LISTED RECORDS START

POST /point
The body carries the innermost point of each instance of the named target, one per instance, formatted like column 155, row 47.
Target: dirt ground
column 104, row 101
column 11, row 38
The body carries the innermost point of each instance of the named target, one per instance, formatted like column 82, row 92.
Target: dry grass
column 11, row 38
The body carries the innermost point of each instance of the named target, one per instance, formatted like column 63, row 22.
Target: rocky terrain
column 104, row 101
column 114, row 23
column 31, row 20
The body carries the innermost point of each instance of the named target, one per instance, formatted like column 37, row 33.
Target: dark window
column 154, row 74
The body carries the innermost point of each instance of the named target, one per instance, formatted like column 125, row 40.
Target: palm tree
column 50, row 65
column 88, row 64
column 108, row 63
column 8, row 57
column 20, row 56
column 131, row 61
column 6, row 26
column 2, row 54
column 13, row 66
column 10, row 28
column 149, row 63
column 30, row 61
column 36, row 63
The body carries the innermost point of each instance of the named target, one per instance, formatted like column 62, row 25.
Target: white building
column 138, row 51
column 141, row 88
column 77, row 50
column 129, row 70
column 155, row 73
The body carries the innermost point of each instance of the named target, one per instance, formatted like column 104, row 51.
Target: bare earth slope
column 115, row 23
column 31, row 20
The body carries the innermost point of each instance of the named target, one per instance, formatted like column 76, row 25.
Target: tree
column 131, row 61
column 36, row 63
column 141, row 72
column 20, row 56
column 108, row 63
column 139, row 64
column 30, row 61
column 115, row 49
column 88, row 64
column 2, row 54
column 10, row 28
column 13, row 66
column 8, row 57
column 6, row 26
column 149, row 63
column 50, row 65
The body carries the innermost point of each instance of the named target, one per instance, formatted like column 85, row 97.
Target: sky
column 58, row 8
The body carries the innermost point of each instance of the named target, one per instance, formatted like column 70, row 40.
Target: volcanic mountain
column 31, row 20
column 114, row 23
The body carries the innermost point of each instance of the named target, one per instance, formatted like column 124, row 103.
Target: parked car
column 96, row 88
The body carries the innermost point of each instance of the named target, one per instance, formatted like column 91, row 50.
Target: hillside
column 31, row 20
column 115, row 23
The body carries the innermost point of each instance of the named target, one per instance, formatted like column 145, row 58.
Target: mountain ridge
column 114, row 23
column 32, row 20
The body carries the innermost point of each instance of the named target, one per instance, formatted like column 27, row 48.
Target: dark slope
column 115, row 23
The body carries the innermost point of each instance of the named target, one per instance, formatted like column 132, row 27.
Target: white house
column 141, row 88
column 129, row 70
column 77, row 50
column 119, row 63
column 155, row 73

LISTED RECORDS END

WHAT IS NEEDED: Write the whole of the data out again exactly as it stands.

RESPONSE TO THIS EXERCISE:
POST /point
The body carries the innermost point of each instance of the named target, one per instance, formatted like column 155, row 47.
Target: dirt ground
column 104, row 101
column 11, row 38
The body carries the innermost point of each instance of the named target, one per instance, formatted like column 82, row 92.
Target: dry grass
column 11, row 38
The body carries the innermost point of each instance of the named target, one per instance, formatted like column 63, row 22.
Target: rocky terrain
column 104, row 101
column 114, row 23
column 31, row 20
The body carries the innermost point of each instance of the named target, one per instance, formatted like column 37, row 33.
Target: dark window
column 154, row 74
The body carries the innermost point of each instance of the named target, one per instance, formatted like column 125, row 40.
Target: palm tree
column 50, row 65
column 88, row 64
column 108, row 63
column 8, row 57
column 20, row 56
column 131, row 61
column 6, row 26
column 2, row 54
column 13, row 66
column 10, row 28
column 149, row 63
column 30, row 61
column 36, row 63
The body carries the innermost point of each instance of the named target, one per instance, formatted like column 62, row 25.
Target: white building
column 138, row 51
column 141, row 88
column 77, row 50
column 129, row 70
column 155, row 73
The body carries the innermost point of each instance of the named target, one per instance, formatted like column 104, row 51.
Target: bare earth slope
column 115, row 23
column 31, row 20
The body carries the innermost point of each instance of the named target, one per instance, formatted like column 76, row 25.
Target: tree
column 131, row 61
column 36, row 63
column 141, row 72
column 20, row 56
column 108, row 63
column 139, row 64
column 30, row 61
column 115, row 49
column 88, row 64
column 2, row 54
column 10, row 28
column 13, row 66
column 8, row 57
column 6, row 26
column 149, row 63
column 50, row 65
The body carries the innermost point of each instance of the named target, one per instance, formatted like column 85, row 97.
Target: sky
column 58, row 8
The body carries the innermost point of each instance of the named target, one per instance, formatted like column 70, row 40.
Target: volcanic mountain
column 31, row 20
column 114, row 23
The body carries the innermost point of each instance of the named target, one per instance, formatted like column 124, row 103.
Target: parked car
column 96, row 88
The body carries the innermost point of each instance of the named target, one per instance, formatted like column 91, row 50.
Target: hillside
column 31, row 20
column 115, row 23
The body carries the innermost point of each instance of the named target, one per instance, formatted like column 145, row 58.
Target: mountain ridge
column 114, row 23
column 32, row 20
The body carries the innermost point of each instance of the named target, one per instance, formatted like column 27, row 48.
Target: dark slope
column 115, row 23
The body carries the innermost point of each instance of the named target, one per instance, formatted like column 132, row 27.
Target: white house
column 141, row 88
column 129, row 70
column 77, row 50
column 119, row 63
column 155, row 73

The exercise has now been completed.